*FRAGMENTO DEL DOCUMENTO:*
----------
Evangelio de nuestro Señor Jesucristo según san Lucas 9, 1-6




Jesús convocó a los Doce y les dio poder y autoridad para expulsar a toda clase de demonios y para sanar las enfermedades. Y los envió a proclamar el Reino de Dios y a sanar a los enfermos, diciéndoles: «No lleven nada para el camino, ni bastón, ni provisiones, ni pan, ni dinero, ni tampoco dos túnicas cada uno. Permanezcan en la casa donde se alojen, hasta el momento de partir. Si no los reciben, al salir de esa ciudad sacudan hasta el polvo de sus pies, en testimonio contra ellos».
Fueron entonces de pueblo en pueblo, anunciando la Buena Noticia y sanando enfermos en todas partes.

Palabra del Señor.


¿Qué me quieres decir, Señor? ¿Cómo puedo hacer realidad este evangelio en mi vida?
No podemos considerar este envío como un simple entrenamiento, sino como el inicio de la misión que los apóstoles llevarán adelante de proclamar el Evangelio con poder y autoridad para expulsar toda clase de demonios y para curar enfermedades.
El Señor quiere a los suyos como sus colaboradores en el anuncio del Reino de Dios. Los apóstoles harán presente al Señor hasta los últimos rincones de la tierra. Es bueno proclamar el Nombre de Dios, su Buena Noticia de amor. Pero el Evangelio no puede ceñirse sólo a discursos magistralmente preparados y bellamente pronunciados. Hay que propiciar que Jesús se haga cercano a aquel que sufre por la pobreza o enfermedad, al que vive esclavo de sus pasiones, para que la curación de todos estos males le haga saber que el pertenecer al Reino de Dios por creer en Cristo Jesús, hace de los creyentes personas libres de toda influencia del mal.
El Señor nos quiere no tamto como promotores sociales sin trascender hacia Él; ni nos quiere como predicadores angelistas, desencarnados de la realidad. El anuncio del Evangelio debe integrar a la persona completa, con sus aspiraciones y con sus debilidades, para ayudarle a vivir con mayor dignidad su ser de imagen y semejanza de Dios, más aún, su ser de hijo de Dios por su fe y por su unión, mediante el Bautismo, a Cristo Jesús.
----------
*ENTRADAS EXTRAÍDAS:*

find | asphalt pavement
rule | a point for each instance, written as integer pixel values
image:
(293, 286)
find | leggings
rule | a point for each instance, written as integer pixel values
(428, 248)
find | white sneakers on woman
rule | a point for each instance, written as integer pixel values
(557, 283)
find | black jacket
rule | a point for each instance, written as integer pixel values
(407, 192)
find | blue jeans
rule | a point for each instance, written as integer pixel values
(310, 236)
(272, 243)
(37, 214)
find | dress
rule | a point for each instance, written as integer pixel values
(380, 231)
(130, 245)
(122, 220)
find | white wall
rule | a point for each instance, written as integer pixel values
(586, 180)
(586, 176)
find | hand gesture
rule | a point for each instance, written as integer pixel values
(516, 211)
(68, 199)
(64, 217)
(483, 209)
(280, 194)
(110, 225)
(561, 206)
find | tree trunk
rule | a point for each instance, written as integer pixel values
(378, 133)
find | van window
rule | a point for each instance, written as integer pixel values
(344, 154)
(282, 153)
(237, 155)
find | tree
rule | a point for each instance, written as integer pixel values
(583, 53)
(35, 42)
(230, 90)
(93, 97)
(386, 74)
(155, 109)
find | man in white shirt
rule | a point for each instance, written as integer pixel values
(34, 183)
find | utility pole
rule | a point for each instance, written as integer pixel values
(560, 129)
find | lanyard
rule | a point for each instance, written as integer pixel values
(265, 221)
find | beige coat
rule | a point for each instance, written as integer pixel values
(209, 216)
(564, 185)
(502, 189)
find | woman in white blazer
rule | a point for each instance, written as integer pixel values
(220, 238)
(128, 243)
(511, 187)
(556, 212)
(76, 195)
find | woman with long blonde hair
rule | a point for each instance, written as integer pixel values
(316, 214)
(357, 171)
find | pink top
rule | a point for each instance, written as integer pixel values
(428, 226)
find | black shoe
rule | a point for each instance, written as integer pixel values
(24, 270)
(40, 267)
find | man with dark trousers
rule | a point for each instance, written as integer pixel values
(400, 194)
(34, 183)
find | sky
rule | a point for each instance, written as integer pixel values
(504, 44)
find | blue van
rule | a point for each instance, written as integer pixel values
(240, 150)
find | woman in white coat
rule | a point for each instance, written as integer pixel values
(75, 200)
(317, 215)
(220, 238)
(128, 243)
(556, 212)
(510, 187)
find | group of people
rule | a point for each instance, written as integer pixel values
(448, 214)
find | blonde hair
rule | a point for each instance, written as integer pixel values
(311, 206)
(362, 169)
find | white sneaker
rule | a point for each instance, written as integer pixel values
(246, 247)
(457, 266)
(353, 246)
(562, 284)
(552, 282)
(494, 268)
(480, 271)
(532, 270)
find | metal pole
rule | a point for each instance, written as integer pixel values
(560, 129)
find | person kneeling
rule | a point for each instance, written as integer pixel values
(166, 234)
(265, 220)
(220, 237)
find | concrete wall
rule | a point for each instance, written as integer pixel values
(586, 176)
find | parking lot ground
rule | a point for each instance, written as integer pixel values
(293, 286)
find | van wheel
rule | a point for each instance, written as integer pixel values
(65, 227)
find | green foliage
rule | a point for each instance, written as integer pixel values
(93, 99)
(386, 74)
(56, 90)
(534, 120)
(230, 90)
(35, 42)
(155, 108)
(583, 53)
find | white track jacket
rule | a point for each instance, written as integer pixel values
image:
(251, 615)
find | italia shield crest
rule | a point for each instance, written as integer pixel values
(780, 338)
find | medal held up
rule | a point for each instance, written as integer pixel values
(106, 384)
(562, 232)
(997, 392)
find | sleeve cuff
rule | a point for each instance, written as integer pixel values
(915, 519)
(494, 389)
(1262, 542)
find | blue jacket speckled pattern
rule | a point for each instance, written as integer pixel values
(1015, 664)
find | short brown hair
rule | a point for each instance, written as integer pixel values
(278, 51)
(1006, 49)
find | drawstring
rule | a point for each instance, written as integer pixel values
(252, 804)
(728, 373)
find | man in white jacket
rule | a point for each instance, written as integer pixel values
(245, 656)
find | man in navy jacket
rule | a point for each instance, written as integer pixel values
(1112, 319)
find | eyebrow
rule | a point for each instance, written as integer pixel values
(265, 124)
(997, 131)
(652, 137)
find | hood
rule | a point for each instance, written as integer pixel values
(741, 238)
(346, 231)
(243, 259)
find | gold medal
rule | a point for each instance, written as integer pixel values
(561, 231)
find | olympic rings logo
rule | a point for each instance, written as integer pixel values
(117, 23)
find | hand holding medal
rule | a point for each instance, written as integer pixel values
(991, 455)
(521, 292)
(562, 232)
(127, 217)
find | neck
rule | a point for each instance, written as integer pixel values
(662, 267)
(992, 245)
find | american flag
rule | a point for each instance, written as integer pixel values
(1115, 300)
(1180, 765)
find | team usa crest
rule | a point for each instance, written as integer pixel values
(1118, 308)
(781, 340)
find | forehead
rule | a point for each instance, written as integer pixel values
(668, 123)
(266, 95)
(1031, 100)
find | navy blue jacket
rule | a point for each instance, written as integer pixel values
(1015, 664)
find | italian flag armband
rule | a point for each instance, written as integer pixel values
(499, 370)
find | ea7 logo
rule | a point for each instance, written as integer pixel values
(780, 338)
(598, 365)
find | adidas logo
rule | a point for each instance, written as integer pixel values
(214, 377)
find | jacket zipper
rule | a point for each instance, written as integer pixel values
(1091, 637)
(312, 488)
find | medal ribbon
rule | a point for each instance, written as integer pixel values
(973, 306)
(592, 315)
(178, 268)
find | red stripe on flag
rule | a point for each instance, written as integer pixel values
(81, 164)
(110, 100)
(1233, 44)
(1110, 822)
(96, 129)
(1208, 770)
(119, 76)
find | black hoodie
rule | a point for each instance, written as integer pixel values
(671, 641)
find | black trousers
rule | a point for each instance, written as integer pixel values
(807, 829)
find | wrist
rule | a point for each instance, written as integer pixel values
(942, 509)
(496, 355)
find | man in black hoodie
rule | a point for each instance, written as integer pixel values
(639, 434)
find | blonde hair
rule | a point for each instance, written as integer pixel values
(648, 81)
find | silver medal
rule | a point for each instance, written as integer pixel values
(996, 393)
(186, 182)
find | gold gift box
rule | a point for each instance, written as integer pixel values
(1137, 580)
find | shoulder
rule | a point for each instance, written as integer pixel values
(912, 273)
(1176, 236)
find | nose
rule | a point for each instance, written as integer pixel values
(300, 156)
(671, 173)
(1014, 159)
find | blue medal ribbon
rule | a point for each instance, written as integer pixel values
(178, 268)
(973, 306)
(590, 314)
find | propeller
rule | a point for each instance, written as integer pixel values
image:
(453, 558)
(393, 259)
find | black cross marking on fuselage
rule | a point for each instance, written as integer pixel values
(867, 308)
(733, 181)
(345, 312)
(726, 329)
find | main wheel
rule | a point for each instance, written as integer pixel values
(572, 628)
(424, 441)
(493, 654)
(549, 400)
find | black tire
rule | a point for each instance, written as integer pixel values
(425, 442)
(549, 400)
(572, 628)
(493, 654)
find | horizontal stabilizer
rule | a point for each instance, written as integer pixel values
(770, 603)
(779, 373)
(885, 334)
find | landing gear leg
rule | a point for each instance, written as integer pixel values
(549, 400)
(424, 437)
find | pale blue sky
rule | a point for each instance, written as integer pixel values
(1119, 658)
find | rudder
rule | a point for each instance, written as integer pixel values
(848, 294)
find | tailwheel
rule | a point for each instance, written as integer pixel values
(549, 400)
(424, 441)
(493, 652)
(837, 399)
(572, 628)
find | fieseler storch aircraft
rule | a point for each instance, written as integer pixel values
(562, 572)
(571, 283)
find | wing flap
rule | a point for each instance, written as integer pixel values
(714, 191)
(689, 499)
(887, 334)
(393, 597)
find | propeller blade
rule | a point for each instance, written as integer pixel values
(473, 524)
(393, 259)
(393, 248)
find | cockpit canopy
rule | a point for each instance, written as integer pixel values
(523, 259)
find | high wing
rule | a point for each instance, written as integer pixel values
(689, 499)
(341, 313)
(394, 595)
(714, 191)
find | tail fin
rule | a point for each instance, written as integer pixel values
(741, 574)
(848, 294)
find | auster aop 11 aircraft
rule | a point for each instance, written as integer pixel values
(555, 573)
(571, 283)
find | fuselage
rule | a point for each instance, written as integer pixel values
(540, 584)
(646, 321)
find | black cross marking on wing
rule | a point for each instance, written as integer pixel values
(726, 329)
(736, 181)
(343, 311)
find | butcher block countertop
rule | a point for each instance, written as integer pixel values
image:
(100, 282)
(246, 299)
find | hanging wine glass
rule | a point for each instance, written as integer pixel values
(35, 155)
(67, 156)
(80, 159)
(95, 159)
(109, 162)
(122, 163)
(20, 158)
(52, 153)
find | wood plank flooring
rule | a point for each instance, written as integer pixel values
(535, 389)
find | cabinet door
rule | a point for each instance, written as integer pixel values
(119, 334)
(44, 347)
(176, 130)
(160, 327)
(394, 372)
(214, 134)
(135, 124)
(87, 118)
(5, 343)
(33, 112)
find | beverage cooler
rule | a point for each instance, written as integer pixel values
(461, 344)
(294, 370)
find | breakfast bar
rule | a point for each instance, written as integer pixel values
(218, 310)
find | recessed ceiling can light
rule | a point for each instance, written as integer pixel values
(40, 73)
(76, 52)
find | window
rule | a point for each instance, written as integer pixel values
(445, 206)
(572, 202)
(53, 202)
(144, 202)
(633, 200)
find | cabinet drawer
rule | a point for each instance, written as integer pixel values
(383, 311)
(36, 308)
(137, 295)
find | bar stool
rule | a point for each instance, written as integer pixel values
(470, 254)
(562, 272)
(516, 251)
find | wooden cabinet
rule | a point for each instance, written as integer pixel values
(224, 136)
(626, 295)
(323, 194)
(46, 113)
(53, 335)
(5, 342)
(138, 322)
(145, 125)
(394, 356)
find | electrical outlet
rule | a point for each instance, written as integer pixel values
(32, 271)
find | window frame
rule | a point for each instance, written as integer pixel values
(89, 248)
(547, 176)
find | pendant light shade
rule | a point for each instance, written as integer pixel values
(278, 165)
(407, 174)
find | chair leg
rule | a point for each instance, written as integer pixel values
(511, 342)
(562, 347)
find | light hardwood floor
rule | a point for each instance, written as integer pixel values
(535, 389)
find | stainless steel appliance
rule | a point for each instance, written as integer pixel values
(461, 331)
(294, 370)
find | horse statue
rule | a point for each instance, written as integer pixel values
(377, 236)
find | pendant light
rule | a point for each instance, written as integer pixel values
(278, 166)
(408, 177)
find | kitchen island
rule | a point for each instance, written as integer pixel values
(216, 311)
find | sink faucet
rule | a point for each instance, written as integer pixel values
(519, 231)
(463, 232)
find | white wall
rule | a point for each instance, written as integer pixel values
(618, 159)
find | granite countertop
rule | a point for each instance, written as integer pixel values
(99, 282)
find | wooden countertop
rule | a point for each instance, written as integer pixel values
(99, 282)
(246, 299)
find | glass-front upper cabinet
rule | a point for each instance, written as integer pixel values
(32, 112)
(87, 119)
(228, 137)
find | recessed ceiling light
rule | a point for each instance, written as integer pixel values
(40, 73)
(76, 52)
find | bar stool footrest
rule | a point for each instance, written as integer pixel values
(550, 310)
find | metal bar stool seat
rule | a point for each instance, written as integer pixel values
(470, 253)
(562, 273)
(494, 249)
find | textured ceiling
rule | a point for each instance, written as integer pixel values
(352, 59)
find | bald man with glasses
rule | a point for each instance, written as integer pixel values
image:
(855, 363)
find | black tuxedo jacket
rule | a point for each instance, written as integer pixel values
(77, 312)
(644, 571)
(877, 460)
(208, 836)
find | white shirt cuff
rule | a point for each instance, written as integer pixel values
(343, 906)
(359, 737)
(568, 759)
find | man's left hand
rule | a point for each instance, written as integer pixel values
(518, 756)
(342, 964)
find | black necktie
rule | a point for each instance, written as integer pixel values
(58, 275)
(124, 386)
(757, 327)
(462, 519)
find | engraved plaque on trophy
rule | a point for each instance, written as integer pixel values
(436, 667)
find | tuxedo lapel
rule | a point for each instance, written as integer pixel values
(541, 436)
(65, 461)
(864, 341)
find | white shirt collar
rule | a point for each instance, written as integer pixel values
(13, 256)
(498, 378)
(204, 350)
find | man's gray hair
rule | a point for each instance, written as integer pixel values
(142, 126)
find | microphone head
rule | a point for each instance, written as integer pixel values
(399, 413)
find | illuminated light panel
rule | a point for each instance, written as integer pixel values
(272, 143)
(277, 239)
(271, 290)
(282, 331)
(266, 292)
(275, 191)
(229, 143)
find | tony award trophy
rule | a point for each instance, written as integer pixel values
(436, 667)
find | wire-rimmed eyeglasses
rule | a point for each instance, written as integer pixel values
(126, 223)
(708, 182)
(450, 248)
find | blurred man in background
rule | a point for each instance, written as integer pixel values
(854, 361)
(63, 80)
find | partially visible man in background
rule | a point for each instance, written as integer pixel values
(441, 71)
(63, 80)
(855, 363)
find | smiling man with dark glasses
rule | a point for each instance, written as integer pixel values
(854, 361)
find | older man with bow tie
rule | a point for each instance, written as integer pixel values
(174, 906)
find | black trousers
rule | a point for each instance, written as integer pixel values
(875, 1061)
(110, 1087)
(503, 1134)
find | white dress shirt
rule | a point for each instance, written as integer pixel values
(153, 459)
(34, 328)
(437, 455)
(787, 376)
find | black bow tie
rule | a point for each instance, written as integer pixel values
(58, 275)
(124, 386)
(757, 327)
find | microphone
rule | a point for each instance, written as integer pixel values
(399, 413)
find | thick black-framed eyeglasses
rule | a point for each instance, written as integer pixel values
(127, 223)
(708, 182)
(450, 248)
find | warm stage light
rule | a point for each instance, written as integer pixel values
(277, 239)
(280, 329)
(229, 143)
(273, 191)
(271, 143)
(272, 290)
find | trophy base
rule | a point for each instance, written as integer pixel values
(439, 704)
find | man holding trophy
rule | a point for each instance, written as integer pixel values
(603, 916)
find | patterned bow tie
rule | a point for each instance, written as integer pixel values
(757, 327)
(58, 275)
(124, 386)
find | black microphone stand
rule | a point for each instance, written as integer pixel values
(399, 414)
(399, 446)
----------
*CONSIGNAS DEL EJERCICIO:*
**A.** Reescribe el texto sobre el envío de los Doce desde «Palabra del Señor.» hasta «para curar enfermedades.», ambos incluidos, sustituyendo «apóstoles» por «discípulos».
**B.** Según el texto sobre el envío de los Doce, ¿qué debían hacer los enviados al salir de una ciudad donde no los recibieran?
**C.** Continúa el texto sobre el envío de los Doce a partir de su última oración.

*RESPUESTAS EN ORDEN:*
**A.**
Palabra del Señor.


¿Qué me quieres decir, Señor? ¿Cómo puedo hacer realidad este evangelio en mi vida?
No podemos considerar este envío como un simple entrenamiento, sino como el inicio de la misión que los discípulos llevarán adelante de proclamar el Evangelio con poder y autoridad para expulsar toda clase de demonios y para curar enfermedades.

**B.** Sacudir hasta el polvo de sus pies, en testimonio contra ellos.

**C.**
En esta Eucaristía celebramos el amor de Aquel que, conociendo nuestra fragilidad, hizo suyos nuestros dolores, cargó sobre sí nuestras miserias y nos curó con sus llagas. Él se presentó entre nosotros no como el Dios terrible, que da miedo contemplar y escuchar; sino con la sencillez de quien nos ama entrañablemente y se acerca a nosotros para manifestársenos como la Buena Nueva que el Padre Misericordioso pronuncia en favor nuestro.
Hoy estamos en torno a Él buscando, no sólo que nos conceda algún favor, sino que nos haga partícipes de su Vida y de su Espíritu para vivir de un modo mejor la fe que profesamos en Él.
Unidos al Señor Él nos envía para que proclamemos ante los demás lo misericordioso que Él ha sido para con nosotros. Les hemos de anunciar el Nombre del Señor; y lo hemos de hacer desde nuestra experiencia personal con el Señor y la vivencia fiel de sus enseñanzas.
Pero no podemos quedarnos sólo en el anuncio con los labios, sino que también nuestras obras deben convertirse en la proclamación de la Buena Nueva de salvación. Sólo así podremos ser testigos del Señor que se preocupan de remediar los males tanto personales, como los que hay en el mundo.
Hay muchas enfermedades interiores que hemos de curar en aquellos que nos rodean, como la soledad, la tristeza, la angustia, la inseguridad, el desbordamiento de las pasiones, la codicia, la preocupación compulsiva por los bienes temporales y por el poder; en fin, hay tantas esclavitudes que han atado a las personas y que requieren de nuestra atención de hermanos para ayudarlos a darle un nuevo rumbo a su vida, y, desde su vida, a toda la historia.
Dios quiere que no hundamos a los demás en el abismo, sino que los ayudemos a salir de él.